**Action item:** The required result is the exact run of lines beginning at the one containing "For every instance of the building roof, imagine" and ending at the last line of the entries.

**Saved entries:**
┌────────

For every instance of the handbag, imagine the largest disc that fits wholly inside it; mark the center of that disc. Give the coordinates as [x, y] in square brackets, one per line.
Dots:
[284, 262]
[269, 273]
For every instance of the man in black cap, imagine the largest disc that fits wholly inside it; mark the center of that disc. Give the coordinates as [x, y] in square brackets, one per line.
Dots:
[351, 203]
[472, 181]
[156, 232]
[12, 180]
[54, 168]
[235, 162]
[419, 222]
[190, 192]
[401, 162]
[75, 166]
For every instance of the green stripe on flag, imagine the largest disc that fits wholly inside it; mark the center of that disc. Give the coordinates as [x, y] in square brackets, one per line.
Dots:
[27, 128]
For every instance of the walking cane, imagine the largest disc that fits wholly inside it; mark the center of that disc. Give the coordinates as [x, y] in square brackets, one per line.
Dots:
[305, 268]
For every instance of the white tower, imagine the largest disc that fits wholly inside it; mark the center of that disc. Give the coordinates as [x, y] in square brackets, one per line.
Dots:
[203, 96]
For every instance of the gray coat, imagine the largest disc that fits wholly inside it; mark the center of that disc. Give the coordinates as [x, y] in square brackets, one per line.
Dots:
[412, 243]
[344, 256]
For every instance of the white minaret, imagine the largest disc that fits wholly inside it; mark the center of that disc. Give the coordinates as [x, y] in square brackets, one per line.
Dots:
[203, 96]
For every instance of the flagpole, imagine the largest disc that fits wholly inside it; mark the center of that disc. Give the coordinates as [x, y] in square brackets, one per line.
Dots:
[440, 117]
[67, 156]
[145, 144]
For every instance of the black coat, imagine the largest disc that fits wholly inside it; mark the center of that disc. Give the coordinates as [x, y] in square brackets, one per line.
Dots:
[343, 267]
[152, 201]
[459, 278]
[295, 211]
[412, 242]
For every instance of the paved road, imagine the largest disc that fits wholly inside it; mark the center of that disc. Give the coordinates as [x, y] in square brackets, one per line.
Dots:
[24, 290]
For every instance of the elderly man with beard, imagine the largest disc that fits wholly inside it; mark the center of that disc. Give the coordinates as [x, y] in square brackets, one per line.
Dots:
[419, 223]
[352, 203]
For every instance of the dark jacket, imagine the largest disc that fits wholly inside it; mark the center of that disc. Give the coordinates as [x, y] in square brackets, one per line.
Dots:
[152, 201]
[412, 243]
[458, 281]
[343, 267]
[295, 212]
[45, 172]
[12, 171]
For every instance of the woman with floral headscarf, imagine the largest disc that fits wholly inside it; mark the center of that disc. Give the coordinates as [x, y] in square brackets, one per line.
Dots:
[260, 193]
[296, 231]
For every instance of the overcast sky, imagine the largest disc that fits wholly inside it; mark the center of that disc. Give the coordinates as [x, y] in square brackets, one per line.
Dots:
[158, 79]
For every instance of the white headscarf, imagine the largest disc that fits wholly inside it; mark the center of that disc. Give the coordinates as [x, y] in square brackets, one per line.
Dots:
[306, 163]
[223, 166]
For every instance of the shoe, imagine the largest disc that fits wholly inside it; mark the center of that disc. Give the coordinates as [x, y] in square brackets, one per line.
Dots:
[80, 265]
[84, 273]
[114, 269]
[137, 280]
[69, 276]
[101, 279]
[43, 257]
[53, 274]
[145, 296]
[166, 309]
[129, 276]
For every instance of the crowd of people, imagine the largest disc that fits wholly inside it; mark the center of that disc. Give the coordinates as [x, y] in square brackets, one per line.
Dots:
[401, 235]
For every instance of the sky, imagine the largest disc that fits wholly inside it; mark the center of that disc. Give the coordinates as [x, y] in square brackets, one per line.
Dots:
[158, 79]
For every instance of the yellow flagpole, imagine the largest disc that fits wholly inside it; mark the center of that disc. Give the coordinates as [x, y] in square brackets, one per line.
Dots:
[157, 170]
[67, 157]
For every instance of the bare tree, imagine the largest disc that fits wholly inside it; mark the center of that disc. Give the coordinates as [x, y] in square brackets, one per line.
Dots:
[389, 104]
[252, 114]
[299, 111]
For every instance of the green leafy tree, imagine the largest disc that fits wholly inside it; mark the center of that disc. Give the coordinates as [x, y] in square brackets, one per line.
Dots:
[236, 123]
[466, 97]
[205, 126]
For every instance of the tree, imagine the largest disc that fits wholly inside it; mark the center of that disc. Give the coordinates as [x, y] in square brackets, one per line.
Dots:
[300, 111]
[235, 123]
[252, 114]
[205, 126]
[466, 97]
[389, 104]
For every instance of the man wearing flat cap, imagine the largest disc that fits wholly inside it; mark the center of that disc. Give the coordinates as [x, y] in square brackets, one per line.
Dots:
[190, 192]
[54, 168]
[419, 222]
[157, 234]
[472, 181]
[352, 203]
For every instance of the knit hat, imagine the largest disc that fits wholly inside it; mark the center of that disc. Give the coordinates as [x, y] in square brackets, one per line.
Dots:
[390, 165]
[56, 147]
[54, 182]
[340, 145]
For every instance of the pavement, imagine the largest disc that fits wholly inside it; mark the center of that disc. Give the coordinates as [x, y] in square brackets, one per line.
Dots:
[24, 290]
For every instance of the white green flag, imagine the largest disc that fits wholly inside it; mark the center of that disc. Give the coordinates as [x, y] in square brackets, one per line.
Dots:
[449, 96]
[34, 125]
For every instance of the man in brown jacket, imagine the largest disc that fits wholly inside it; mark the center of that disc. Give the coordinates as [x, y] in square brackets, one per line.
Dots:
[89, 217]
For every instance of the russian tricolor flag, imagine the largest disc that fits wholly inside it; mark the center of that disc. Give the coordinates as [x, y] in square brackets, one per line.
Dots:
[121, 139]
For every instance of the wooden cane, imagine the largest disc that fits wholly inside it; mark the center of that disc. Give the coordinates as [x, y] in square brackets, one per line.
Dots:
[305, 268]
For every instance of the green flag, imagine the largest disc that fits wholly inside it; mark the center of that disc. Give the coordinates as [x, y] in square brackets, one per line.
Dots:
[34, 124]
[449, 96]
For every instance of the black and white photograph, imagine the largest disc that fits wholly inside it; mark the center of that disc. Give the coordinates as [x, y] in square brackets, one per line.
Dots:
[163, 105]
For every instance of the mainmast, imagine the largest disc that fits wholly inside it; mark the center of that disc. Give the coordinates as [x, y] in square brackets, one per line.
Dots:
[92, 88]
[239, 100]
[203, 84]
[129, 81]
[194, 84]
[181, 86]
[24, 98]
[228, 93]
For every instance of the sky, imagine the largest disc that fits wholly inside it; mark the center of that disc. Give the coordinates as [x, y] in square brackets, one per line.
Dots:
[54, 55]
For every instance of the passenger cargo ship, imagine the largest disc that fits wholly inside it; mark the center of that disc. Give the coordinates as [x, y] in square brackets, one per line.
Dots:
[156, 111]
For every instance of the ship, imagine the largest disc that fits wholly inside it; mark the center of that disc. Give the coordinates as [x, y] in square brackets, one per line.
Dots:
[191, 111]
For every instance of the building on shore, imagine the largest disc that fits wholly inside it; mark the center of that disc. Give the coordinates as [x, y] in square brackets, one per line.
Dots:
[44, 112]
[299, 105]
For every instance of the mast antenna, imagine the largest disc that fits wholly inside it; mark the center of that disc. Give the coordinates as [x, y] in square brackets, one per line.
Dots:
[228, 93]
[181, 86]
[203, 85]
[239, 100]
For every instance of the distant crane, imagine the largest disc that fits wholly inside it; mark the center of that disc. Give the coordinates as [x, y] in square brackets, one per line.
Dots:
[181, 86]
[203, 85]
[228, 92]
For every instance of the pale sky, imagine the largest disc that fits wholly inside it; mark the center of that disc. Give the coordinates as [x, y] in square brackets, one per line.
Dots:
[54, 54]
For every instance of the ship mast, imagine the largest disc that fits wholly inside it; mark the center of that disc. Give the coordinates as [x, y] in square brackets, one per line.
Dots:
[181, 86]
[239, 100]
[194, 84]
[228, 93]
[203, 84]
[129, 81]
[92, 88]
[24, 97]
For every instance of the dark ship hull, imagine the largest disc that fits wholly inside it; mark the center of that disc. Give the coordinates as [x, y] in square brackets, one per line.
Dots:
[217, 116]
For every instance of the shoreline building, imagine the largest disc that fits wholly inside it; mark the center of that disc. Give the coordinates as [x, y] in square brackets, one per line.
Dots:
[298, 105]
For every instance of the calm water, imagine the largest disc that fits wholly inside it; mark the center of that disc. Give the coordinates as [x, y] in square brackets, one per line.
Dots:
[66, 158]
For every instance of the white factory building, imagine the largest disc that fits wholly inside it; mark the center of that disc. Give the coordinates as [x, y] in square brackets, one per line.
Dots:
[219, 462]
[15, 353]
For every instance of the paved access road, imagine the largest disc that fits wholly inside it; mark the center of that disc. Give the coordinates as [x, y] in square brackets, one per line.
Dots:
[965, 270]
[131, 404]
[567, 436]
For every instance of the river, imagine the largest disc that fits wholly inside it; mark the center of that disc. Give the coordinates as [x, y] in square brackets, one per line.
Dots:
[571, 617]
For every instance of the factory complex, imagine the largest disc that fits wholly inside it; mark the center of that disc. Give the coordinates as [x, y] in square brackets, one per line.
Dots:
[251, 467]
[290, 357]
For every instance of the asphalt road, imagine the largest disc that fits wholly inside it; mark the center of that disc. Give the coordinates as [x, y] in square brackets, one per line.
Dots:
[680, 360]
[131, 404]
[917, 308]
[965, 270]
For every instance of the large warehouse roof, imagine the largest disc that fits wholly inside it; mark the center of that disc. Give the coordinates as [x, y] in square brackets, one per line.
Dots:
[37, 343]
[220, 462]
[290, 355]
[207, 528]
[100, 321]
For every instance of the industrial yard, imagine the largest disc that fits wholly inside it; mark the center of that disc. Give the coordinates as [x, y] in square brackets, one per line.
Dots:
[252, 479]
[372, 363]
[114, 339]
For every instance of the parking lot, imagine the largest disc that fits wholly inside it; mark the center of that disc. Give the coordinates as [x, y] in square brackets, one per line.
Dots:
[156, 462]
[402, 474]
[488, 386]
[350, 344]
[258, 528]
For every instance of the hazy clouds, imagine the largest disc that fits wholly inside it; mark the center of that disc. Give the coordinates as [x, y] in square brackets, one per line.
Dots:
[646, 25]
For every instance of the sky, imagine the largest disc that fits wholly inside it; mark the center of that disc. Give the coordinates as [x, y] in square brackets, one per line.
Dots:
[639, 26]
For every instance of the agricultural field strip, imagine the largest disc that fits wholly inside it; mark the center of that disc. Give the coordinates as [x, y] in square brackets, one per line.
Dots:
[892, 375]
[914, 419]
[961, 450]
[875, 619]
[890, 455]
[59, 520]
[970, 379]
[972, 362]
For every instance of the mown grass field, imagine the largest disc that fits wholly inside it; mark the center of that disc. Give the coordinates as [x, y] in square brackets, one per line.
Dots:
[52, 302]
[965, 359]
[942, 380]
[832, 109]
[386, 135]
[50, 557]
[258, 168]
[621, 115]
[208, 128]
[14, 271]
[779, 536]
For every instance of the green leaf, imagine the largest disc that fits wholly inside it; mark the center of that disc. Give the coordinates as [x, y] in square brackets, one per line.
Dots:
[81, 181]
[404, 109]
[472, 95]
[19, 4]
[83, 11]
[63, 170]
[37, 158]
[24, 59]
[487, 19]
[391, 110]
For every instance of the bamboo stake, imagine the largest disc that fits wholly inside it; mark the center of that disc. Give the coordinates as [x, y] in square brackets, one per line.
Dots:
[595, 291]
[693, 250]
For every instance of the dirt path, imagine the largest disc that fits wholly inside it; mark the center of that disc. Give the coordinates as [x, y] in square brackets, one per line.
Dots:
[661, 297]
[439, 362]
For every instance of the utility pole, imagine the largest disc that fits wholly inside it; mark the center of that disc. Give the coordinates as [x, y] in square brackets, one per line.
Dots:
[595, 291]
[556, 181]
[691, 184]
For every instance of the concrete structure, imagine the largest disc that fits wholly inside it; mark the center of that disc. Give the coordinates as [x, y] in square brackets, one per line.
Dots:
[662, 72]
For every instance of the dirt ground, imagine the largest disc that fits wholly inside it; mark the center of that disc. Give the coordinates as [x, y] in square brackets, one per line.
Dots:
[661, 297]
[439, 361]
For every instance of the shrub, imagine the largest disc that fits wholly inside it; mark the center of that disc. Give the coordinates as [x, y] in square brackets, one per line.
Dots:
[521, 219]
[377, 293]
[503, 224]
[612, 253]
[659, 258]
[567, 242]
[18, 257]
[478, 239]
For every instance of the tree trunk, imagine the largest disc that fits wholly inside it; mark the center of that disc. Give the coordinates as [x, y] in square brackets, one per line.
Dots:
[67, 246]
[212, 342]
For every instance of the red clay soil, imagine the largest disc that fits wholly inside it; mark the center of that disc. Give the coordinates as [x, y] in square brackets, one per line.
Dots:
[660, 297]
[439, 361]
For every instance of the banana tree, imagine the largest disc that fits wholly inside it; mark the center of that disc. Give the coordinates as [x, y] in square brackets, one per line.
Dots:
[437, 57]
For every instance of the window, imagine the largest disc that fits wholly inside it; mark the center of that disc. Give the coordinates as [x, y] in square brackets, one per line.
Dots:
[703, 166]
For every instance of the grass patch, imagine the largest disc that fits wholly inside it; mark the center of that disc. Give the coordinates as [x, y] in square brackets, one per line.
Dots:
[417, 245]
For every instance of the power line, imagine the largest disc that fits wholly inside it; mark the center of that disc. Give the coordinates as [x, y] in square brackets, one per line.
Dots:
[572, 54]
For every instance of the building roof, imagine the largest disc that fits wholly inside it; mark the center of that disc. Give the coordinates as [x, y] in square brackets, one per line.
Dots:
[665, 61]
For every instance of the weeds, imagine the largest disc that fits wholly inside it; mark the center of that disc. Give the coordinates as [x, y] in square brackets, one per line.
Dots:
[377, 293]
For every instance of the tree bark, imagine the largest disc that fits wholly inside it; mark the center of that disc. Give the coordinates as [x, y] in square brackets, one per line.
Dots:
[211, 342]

└────────

**Output of the task:**
For every instance of the building roof, imagine the largest disc that fits wholly inside it; mark the center of that disc. Give the coordinates as [x, y] in square brackets, one per line.
Dots:
[665, 61]
For every instance of the weeds, imagine the largest disc that fits wholly inside it; mark the center of that disc. Give the coordinates as [x, y] in square brackets, one per line.
Dots:
[377, 293]
For every instance of the tree bark, imagine the largest disc that fits wholly inside it; mark the center of that disc. Give the coordinates as [x, y] in square brackets, one per line.
Dots:
[211, 342]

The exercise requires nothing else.